To-do list:
1) Summarize the California Split text in two sentences.
2) From the California Split text, write out word for word the passage that begins at the words "California Split is" and ends after the words "their true spirit.".

California Split is a movie about the adventures of two card players, and it stars two of 70s-era Hollywood’s most prolific male actors. Elliot Gould (M*A*S*H, 1970) plays Charlie Waters, a small-time card player who has the charisma and moxie of someone who’s way better at the tables than he actually is. Alongside him is George Segal (Who’s Afraid of Virginia Woolf, 1966) who plays Bill Denny, a magazine writer who moonlights as a casual player. Charlie and Bill meet in a California poker parlour game that turns heated over a dealt card hitting the floor, raising concerns of cheating. Despite this, the game continues, and one of them wins. This leads to the two players getting mugged by one of the game’s sore losers, giving them an experience that’s worth bonding over. The two become fast friends and this starts them off on a poker adventure that will test and reveal their true spirit.

Given records:

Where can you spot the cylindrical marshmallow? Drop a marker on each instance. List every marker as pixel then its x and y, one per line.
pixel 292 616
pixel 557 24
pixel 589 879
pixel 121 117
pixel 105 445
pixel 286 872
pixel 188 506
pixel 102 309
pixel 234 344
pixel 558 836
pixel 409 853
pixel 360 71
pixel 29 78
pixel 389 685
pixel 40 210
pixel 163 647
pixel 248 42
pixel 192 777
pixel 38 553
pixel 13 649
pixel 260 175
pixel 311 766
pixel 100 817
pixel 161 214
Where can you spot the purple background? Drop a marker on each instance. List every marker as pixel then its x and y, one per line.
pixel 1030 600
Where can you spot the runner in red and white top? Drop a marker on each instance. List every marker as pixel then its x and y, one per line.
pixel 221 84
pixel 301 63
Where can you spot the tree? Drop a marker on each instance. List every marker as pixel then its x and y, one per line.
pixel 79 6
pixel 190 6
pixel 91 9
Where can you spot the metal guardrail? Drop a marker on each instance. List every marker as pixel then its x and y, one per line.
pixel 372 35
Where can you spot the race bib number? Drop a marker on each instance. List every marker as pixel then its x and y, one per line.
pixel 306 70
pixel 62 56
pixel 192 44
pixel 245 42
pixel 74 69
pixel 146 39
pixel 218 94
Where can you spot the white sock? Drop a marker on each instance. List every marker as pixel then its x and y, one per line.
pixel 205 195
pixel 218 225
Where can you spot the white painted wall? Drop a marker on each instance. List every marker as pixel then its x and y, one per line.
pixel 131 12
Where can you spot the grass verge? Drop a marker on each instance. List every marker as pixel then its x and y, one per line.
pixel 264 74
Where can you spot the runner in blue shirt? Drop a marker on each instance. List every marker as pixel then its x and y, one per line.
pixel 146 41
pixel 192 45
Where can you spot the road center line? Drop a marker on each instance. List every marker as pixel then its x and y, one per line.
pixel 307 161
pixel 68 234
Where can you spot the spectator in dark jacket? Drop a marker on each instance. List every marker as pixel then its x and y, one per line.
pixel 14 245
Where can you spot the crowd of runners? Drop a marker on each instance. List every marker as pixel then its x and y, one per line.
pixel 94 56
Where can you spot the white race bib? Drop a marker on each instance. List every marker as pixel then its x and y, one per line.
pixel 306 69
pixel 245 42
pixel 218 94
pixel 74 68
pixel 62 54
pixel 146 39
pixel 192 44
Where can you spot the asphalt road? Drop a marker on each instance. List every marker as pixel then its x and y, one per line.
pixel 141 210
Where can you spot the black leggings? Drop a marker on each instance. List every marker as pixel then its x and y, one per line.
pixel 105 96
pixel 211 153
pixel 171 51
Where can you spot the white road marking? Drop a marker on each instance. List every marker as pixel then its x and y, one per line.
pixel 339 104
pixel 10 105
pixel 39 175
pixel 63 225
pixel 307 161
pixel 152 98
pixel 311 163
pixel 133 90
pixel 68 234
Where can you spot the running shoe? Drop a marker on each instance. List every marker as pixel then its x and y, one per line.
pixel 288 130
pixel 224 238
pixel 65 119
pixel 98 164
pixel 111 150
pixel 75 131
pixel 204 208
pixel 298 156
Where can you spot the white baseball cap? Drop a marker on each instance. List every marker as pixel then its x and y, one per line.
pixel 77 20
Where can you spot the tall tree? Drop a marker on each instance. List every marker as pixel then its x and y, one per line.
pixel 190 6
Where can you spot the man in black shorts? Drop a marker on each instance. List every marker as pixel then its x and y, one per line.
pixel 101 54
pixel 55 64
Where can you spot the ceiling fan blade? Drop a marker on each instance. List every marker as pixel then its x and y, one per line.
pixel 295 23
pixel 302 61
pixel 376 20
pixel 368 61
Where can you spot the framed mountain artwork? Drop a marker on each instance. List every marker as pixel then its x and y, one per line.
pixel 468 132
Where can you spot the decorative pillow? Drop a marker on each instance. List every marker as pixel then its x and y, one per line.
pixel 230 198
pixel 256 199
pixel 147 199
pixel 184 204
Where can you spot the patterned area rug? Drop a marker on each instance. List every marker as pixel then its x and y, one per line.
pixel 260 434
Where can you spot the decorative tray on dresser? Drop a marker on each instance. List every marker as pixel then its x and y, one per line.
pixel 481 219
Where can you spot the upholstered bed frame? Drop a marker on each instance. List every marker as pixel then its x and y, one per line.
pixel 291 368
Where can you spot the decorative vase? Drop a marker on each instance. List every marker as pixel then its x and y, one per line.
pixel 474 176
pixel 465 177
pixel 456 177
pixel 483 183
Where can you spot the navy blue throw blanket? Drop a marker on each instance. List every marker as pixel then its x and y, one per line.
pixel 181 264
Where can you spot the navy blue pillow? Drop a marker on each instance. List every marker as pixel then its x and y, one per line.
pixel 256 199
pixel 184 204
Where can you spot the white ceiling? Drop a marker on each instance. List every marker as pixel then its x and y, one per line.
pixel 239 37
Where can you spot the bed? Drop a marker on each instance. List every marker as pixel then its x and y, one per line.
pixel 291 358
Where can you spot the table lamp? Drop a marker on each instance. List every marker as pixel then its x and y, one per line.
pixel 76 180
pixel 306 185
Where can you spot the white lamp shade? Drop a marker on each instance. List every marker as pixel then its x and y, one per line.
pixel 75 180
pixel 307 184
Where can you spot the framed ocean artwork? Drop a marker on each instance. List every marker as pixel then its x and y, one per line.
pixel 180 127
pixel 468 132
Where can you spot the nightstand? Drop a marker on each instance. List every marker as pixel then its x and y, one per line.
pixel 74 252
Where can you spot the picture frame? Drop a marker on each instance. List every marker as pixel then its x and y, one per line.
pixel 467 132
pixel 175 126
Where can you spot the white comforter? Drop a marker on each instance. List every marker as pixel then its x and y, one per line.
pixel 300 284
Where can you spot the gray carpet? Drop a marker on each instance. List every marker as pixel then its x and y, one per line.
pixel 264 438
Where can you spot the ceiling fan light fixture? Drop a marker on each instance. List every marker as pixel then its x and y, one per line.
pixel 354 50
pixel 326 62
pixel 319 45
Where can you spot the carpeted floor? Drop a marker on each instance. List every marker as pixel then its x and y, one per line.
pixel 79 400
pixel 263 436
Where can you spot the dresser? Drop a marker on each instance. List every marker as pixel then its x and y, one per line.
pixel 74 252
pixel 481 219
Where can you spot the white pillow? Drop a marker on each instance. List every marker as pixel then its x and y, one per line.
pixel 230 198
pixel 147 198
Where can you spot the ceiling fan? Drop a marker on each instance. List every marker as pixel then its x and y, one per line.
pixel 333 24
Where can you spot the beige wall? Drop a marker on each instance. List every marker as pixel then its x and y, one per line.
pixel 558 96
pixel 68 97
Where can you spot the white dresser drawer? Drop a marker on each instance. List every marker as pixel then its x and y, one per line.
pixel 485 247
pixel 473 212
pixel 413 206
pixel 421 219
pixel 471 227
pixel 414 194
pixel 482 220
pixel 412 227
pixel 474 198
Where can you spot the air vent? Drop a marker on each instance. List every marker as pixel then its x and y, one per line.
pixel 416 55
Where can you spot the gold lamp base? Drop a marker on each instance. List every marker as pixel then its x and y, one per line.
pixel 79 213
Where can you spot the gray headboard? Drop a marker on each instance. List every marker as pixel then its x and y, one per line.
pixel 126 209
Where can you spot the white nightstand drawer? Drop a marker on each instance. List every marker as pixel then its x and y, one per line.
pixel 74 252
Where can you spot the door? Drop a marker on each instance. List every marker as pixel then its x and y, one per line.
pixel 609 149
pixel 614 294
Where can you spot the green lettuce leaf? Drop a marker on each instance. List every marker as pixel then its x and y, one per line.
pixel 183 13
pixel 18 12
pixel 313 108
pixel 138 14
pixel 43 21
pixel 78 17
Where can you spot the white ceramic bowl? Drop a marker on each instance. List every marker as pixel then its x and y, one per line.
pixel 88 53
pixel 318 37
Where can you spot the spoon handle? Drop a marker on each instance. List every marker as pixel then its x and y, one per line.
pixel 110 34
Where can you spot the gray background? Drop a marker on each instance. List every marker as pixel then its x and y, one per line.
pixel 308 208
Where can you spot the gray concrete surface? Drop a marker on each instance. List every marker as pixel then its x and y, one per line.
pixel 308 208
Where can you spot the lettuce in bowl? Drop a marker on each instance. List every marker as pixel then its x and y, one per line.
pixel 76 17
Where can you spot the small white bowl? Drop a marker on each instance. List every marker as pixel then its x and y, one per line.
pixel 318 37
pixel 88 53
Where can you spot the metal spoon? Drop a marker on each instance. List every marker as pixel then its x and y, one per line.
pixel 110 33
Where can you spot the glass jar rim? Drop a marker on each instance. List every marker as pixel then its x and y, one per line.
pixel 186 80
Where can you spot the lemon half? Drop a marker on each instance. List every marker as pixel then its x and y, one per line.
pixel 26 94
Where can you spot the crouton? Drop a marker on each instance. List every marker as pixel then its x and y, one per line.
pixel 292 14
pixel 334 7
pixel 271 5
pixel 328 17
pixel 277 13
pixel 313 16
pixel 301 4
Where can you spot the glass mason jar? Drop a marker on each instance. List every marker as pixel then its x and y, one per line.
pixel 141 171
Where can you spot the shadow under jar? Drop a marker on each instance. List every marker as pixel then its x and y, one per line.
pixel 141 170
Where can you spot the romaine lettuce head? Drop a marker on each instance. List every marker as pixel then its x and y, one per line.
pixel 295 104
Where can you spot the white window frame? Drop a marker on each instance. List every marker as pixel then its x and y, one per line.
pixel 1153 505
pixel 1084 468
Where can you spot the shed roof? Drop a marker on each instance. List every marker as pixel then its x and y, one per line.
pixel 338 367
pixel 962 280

Solutions by task:
1) California Split is a movie about two card players: Elliot Gould plays Charlie Waters, a small-time player whose charisma and moxie exceed his skill, and George Segal plays Bill Denny, a magazine writer who moonlights as a casual player. After meeting at a heated California poker parlour game and being mugged by one of its sore losers, the two become fast friends and begin a poker adventure that tests and reveals their true spirit.

2)
California Split is a movie about the adventures of two card players, and it stars two of 70s-era Hollywood’s most prolific male actors. Elliot Gould (M*A*S*H, 1970) plays Charlie Waters, a small-time card player who has the charisma and moxie of someone who’s way better at the tables than he actually is. Alongside him is George Segal (Who’s Afraid of Virginia Woolf, 1966) who plays Bill Denny, a magazine writer who moonlights as a casual player. Charlie and Bill meet in a California poker parlour game that turns heated over a dealt card hitting the floor, raising concerns of cheating. Despite this, the game continues, and one of them wins. This leads to the two players getting mugged by one of the game’s sore losers, giving them an experience that’s worth bonding over. The two become fast friends and this starts them off on a poker adventure that will test and reveal their true spirit.